Stored records:
* * * * * * *

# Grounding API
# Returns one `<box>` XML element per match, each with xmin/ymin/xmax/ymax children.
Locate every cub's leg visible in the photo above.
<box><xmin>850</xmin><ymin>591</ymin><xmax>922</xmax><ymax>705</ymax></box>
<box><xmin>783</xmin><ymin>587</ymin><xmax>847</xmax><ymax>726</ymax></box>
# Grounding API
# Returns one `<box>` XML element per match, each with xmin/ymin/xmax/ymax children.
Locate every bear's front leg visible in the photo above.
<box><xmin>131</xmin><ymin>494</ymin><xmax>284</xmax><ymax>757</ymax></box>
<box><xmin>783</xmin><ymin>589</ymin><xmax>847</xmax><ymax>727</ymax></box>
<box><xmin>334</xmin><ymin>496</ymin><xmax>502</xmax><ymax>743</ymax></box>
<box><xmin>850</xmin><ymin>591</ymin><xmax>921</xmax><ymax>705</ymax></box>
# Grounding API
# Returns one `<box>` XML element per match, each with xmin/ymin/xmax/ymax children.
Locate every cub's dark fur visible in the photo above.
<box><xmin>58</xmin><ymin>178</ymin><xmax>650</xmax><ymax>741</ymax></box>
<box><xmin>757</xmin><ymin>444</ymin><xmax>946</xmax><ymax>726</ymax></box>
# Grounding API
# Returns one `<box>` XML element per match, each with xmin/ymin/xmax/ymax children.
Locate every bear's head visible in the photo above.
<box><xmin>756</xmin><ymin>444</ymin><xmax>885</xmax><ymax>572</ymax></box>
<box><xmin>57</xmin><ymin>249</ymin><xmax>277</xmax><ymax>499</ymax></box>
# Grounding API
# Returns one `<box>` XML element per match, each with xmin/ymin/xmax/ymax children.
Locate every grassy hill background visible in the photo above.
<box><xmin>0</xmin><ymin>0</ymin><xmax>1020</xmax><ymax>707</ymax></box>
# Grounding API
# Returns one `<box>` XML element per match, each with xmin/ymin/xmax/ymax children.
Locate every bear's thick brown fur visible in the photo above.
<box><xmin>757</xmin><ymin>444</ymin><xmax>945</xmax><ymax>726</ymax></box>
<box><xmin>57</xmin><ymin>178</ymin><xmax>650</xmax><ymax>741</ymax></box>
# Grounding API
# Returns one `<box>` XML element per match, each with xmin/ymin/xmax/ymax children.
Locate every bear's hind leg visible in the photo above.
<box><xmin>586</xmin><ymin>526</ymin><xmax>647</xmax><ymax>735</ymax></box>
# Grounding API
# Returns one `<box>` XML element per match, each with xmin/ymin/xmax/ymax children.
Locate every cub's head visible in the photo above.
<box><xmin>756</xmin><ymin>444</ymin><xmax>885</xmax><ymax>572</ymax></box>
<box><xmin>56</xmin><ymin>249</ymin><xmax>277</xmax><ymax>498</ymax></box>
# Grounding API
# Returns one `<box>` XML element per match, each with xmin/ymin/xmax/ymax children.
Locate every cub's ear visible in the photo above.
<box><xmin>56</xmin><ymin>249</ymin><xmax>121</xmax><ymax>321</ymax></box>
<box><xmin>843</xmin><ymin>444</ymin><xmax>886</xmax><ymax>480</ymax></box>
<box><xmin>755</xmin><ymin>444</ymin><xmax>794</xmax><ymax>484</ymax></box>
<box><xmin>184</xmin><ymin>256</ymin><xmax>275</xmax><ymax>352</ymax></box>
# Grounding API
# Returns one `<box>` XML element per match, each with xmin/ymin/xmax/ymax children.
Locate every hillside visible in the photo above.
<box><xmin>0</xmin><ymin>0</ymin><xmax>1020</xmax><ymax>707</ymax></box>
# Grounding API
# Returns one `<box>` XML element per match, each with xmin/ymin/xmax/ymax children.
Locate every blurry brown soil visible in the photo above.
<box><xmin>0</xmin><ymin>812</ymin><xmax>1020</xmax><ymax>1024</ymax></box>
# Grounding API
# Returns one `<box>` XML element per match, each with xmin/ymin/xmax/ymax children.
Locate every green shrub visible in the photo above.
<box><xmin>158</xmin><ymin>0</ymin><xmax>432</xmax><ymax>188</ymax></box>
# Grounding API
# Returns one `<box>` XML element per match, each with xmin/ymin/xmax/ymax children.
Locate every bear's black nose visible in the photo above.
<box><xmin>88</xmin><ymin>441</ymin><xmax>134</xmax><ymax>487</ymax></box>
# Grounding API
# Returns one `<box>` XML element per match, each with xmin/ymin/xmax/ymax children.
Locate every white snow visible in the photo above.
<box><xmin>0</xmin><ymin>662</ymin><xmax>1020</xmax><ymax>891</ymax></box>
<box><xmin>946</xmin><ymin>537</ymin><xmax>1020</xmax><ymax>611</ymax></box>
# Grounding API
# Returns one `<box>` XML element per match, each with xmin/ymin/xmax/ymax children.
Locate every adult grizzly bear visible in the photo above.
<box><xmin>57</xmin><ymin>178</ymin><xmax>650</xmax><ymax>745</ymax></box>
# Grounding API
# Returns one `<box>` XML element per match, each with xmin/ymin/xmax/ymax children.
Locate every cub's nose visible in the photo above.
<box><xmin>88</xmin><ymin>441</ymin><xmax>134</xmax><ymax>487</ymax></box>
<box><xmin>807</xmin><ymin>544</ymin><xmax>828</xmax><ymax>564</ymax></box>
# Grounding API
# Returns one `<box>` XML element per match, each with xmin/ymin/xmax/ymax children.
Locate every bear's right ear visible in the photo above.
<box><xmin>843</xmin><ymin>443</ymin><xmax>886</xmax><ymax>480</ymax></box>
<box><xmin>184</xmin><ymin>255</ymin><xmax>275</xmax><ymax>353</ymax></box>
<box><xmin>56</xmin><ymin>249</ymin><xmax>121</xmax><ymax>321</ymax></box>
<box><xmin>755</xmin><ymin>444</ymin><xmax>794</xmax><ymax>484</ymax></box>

* * * * * * *

Set exercise: Count the lines in the items above that contain the word "head", and reply with the number only.

Output for this exercise: 2